» **TEXT TO READ**
++++++

Final note: Are there any issues with using gsl::span? It would give all the features in this implementation, plus some more (e.g. subspans, wrapping runtime arrays, ...).

Answer 2

I assume since this is being made to order that the semantics are designed for your specific use case. But, document that to be clear! In particular, it is odd that swap copies the elements like an owning container, as opposed to just swapping the references. Audit to make sure all semantics are as-intended and drawn from the real use case. Better to leave something unavailable (then add it once you find it is needed) then to get the use-case wrong.

---

Array_Wrapper(T (&array_)[N]) // sized array
    : m_array(array_)
{ }

The current syntax is to use uniform initialization. That is, curly braces rather than parentheses for the member init list.

Array_Wrapper(T*& array_) // decayed array pointer
    : m_array(array_)
{ }

I don’t see you doing anything with N here. You must specify it as an explicit template argument? I would have expected something more like gsl::span which includes a run-time length if it could not be determined at compile time.

Actually, is there a reason why gsl::span doesn’t do what you want?

---

void fill(const value_type& val) { std::fill_n(begin(), N, val); }

Fat interface: a generic range-aware fill should work on your type.

---

constexpr reference at(size_type pos)
{
    if (pos >= N)
    {
        throw std::out_of_range(std::string("Out of range: ") + std::to_string(pos));
    }
    return m_array[pos];
}

The throw (and the string formatting!) generates a lot of code. The happy path is trivially inlined and optimized over. So keep the cold path out of the middle of it!

In general, put your throw in a helper function, and take precautions to make sure that helper does not get inlined, and the compiler knows it does not return. It can be shared among all template instantiations, too.

Also, (see e.g. Microsoft’s GSL implementation) having the throw in one place makes it handy to replace the error behavior, add your client’s logging system, etc.

constexpr reference at(size_type pos)
{
    static_assert (std::is_unsigned_v<size_type> >) // instead of checking pos<0 too
    if (pos >= N)
        raise_range_error (pos, N);
    return m_array[pos];
}

Just check out the code generated when you use (your original) at! shocking.

++++++

» **DATA**
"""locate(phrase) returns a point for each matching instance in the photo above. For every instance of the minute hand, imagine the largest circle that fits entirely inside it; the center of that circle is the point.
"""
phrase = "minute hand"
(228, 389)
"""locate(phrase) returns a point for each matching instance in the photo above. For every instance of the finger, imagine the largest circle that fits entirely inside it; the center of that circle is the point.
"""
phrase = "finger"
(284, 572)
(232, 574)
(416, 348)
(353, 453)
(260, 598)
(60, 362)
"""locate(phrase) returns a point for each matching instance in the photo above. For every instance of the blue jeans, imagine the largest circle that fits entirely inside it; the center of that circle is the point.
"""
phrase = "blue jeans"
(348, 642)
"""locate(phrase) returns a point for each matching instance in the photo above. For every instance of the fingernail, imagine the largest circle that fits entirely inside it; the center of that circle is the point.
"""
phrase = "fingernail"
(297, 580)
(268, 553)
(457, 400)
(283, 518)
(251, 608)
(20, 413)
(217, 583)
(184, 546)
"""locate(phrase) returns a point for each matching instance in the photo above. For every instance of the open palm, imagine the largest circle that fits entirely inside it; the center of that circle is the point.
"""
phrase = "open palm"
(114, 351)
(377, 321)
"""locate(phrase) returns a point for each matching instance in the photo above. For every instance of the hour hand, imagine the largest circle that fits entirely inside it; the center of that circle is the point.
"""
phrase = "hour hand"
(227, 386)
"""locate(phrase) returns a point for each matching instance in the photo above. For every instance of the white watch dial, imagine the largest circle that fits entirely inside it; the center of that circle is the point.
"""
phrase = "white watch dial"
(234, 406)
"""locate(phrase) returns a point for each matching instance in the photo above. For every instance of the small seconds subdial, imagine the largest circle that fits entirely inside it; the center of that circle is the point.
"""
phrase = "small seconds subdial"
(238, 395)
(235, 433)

++++++

» **WORK TO COMPLETE**
**a.** Copy the code review word for word, between "The throw (and" and "template instantiations, too.", inclusive.
**b.** List each distinct name with the std:: prefix that appears in the code review.

» **THE RESPONSES**
**a.**
The throw (and the string formatting!) generates a lot of code. The happy path is trivially inlined and optimized over. So keep the cold path out of the middle of it!

In general, put your throw in a helper function, and take precautions to make sure that helper does not get inlined, and the compiler knows it does not return. It can be shared among all template instantiations, too.

**b.**
std::fill_n
std::out_of_range
std::string
std::to_string
std::is_unsigned_v